Tasks to carry out.
#1 In the Booker Little text, what disease caused Little's death, and at what age did he die?
#2 Revise everything in the Booker Little text from "The four studio" down to "stature he deserved.", replacing "uraemia" with "uremia".

Study text.
The four studio albums recorded under the Memphis-born trumpeter Booker Little’s name between 1958 and 1961 were issued by four different labels. It’s always been my feeling that if he had signed a contract with Blue Note Records early in his career, his reputation today would more than match that of Lee Morgan, Freddie Hubbard or Donald Byrd. But they did and he didn’t, and after his untimely death from uraemia, a kidney disease, at the age of 23, the piecemeal nature of his recorded output somehow prevented him from acquiring the stature he deserved.

For many years those four albums were hard to find and expensive to acquire. You might have gone without a few meals to buy one. Now, thanks to European copyright laws, all four are available in a single 2CD package for which I paid £12 the other day. Those copyright laws are problematic in some respects, but when they make it possible for independent companies to reissue music like this, in which the corporate successors to the original labels have seldom shown any constructive interest, it’s very hard to argue against them, so I won’t. The original albums in question were called Booker Little 4 & Max Roach (United Artists, recorded 1958), Booker Little (Time, 1960), Out Front (Candid, 1961), and Booker Little and Friend (Bethlehem, 1961). The package in which they are assembled, titled Complete Recordings: Master Takes and issued on the American Jazz Classics label, has been put together with evident care, reproducing the original sleeves and notes, with full recording details and extra pictures.

The first of them reminds us that Little came to prominence as a member of the Max Roach Quintet, whom he joined just after his 20th birthday, following studies at the Chicago Conservatory. He made several albums with that band, and his qualities as a soloist were obvious from the start: his clean articulation, bright, burnished tone, rhythmic agility and harmonic acuity made him the obvious successor to Clifford Brown. And at a time when skilled hard-bop trumpeters were not exactly thin on the ground, his playing was immediately identifiable.

The Time album is by a quartet, with Wynton Kelly or Tommy Flanagan on piano, Scott LaFaro on bass and Roy Haynes on drums, and it still sounds pristine. But the remaining albums are the real jewels, since they place his improvisations in the context of a developing compositional gift. They feature sextets, both including the trombonist Julian Priester and the pianist Don Friedman, with Out Front also including Eric Dolphy and Max Roach while Booker Little and Friend (a coy reference to his trumpet) features George Coleman and another great drummer, Pete LaRoca. Little’s 14 tunes on these albums are distinguished by a gift for lyricism that was not always to be found in the composers of the post-bop era; perhaps the nearest equivalent would be the great Benny Golson, who also achieved a song-like quality in his themes for hard-driving horns-and-rhythm combos. Little, though, was a more sophisticated thinker than Golson. In pieces as breathtakingly gorgeous and structurally fascinating as “Forward Flight”, “Strength and Sanity” and “Moods in Free Time”, written in his very early twenties, there are unmissable signs of boundless potential.

His partnership with Dolphy would no doubt have borne further fruit. They were ideal partners, utterly dissimilar in instrumental style but clearly on the same musical and intellectual wavelength, as can be heard on Dolphy’s Far Cry, recorded for Prestige in December 1960, and in the three volumes of live recordings by their quintet, taped in July 1961, just three months before his death, and released as Eric Dolphy at the Five Spot (now also available in a complete edition, from Essential Jazz Classics). Among the last things he played on, as a sideman, were John Coltrane’s Africa/Brass and Max Roach’s Percussion: Bitter Sweet. Wherever jazz was heading in that turbulent and exhilarating era, he was going to be part of it.

We’ll never know what he might have achieved in the years that a fatal illness denied him, but the four albums under his own name — brimming with the amazing clarity of his playing and a talent for exploiting the resources of a small group — are evidence of a remarkable artist at work. It’s a legacy that all jazz fans should know about.

* The uncredited photograph of Booker Little (left) and Max Roach is taken from the booklet accompanying the American Jazz Classics package.

Information shown.
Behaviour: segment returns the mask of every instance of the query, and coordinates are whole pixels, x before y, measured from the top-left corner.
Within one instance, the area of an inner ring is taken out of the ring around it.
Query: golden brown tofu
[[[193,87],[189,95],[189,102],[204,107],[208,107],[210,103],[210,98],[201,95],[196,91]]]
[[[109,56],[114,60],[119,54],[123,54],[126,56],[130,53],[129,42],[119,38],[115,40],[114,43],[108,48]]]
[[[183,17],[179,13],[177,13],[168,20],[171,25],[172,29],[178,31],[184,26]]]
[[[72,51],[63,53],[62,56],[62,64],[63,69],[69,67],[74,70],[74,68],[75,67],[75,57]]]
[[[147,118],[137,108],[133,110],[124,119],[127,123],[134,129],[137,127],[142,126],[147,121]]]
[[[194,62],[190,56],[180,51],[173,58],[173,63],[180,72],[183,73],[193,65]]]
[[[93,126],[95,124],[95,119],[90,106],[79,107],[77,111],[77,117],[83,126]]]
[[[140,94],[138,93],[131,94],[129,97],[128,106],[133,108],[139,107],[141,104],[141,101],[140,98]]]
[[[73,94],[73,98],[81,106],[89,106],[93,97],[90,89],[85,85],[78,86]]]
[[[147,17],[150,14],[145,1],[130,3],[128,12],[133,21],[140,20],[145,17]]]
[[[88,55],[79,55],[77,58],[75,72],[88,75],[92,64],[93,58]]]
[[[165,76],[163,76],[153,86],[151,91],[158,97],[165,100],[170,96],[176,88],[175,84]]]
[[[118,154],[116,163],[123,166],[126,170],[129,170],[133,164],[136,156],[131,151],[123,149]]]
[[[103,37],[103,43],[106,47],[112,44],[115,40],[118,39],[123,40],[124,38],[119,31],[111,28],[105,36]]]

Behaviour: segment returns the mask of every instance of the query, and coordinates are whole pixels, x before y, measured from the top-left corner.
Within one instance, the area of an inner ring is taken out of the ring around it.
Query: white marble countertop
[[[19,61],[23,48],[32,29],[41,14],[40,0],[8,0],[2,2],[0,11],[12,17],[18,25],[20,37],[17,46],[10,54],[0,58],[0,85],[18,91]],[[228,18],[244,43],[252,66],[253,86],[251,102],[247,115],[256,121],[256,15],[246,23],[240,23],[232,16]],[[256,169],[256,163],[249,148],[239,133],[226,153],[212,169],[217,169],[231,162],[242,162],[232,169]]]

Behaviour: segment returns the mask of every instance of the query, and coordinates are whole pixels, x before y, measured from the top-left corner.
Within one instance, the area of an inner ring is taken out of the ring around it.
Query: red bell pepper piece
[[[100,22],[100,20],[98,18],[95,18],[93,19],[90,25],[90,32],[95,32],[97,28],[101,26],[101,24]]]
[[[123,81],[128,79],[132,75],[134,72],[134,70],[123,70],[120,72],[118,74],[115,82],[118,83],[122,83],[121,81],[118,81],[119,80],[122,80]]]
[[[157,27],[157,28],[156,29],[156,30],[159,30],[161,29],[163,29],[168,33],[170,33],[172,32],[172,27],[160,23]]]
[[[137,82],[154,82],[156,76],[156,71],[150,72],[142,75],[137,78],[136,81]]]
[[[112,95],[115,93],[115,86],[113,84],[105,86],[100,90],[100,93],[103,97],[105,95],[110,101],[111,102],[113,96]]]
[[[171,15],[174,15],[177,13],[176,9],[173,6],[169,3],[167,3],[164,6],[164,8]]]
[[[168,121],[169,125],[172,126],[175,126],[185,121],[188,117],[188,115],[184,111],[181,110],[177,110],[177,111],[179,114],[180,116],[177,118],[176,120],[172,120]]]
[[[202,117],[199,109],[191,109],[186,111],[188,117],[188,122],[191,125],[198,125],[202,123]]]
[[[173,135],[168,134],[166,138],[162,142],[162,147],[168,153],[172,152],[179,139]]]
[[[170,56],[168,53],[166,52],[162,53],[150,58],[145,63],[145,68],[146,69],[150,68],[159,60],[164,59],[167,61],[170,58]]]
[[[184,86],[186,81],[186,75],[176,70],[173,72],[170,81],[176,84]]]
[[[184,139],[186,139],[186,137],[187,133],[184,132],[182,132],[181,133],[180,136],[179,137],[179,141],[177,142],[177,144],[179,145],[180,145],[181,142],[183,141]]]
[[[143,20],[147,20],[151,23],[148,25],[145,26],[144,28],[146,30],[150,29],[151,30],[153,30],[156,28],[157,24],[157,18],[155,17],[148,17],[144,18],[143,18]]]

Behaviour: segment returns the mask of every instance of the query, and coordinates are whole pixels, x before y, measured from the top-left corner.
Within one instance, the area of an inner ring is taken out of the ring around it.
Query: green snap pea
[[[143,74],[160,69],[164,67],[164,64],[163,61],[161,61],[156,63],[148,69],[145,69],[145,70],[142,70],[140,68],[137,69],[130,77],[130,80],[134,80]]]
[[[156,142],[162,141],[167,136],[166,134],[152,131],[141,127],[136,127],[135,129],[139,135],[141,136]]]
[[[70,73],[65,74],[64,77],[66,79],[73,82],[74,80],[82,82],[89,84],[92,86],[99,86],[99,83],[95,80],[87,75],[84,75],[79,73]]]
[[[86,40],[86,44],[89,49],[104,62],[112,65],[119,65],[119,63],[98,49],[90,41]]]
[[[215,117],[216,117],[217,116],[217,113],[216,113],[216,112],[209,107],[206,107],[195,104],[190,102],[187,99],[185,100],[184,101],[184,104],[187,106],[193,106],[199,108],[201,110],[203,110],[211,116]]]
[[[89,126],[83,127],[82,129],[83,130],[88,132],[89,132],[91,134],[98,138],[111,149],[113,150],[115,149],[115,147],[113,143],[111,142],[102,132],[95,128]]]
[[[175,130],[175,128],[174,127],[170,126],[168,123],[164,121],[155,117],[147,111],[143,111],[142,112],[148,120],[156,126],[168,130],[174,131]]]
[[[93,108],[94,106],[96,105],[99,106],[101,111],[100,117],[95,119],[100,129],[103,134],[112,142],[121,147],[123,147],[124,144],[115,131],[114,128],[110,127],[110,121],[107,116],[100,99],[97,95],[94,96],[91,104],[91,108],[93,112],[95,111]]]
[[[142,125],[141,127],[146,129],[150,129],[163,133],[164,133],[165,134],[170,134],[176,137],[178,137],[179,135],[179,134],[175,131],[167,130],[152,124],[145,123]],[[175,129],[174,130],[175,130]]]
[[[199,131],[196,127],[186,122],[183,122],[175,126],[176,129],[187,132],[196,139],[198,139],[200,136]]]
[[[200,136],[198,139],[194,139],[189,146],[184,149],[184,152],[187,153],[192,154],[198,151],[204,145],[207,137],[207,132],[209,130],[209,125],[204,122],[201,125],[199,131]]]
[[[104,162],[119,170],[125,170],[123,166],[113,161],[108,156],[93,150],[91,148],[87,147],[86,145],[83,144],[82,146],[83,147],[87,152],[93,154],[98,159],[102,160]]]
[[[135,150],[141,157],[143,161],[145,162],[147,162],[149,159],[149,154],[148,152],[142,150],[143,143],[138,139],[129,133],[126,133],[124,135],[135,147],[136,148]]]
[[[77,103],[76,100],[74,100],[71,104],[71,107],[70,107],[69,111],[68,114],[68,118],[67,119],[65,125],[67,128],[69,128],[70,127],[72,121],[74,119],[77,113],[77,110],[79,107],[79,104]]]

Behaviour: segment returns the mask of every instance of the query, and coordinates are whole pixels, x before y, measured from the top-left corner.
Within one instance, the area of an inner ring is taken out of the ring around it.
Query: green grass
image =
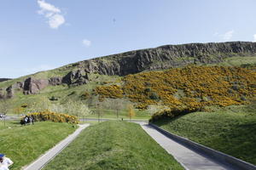
[[[4,121],[1,120],[0,121],[0,132],[1,130],[6,129],[6,128],[14,128],[20,127],[20,124],[18,124],[17,121],[6,121],[5,122],[5,126],[4,126]]]
[[[12,121],[7,122],[10,128],[0,124],[0,153],[15,162],[12,170],[29,164],[76,129],[72,124],[51,122],[20,127],[18,122]]]
[[[230,106],[154,123],[171,133],[256,164],[255,106]]]
[[[98,114],[97,110],[96,109],[91,109],[92,114],[89,115],[87,117],[90,118],[97,118]],[[102,118],[113,118],[116,119],[117,118],[117,114],[116,114],[116,110],[111,110],[111,109],[102,109],[101,111],[101,117]],[[130,117],[128,116],[128,110],[119,110],[119,119],[121,119],[122,117],[124,119],[129,119]],[[135,116],[131,117],[131,119],[142,119],[142,120],[148,120],[150,118],[150,116],[148,111],[146,110],[140,110],[136,109],[135,110]]]
[[[138,124],[115,121],[87,128],[44,169],[179,170],[183,167]]]

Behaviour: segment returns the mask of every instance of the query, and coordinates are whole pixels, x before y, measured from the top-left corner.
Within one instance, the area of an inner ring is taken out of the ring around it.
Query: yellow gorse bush
[[[101,100],[102,100],[104,98],[122,98],[124,93],[121,87],[118,85],[100,86],[97,87],[95,91],[96,94],[101,94]]]
[[[127,97],[140,109],[160,102],[171,109],[191,110],[247,104],[256,94],[255,70],[241,67],[187,66],[128,75],[123,82],[122,87],[98,87],[96,94],[101,98]]]
[[[30,113],[28,116],[32,116],[35,122],[52,121],[54,122],[69,122],[79,123],[79,118],[75,116],[70,116],[62,113],[55,113],[49,110]]]

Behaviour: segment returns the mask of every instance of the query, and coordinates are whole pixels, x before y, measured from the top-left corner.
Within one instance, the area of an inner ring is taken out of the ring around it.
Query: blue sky
[[[255,0],[1,0],[0,77],[166,44],[256,41]]]

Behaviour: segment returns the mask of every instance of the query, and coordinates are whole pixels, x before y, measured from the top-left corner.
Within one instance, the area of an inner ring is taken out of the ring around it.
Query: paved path
[[[24,170],[39,170],[42,169],[50,160],[58,155],[66,146],[67,146],[82,130],[89,127],[90,124],[80,125],[73,133],[70,134],[57,145],[48,150],[45,154],[37,159],[34,162],[24,168]]]
[[[141,123],[142,128],[169,154],[181,163],[186,169],[189,170],[231,170],[232,168],[226,167],[218,162],[201,156],[198,153],[184,147],[183,145],[175,142],[164,134],[158,132],[148,124]],[[233,170],[233,169],[232,169]]]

Solution set.
#1 Uraemia, a kidney disease, at the age of 23.

#2
The four studio albums recorded under the Memphis-born trumpeter Booker Little’s name between 1958 and 1961 were issued by four different labels. It’s always been my feeling that if he had signed a contract with Blue Note Records early in his career, his reputation today would more than match that of Lee Morgan, Freddie Hubbard or Donald Byrd. But they did and he didn’t, and after his untimely death from uremia, a kidney disease, at the age of 23, the piecemeal nature of his recorded output somehow prevented him from acquiring the stature he deserved.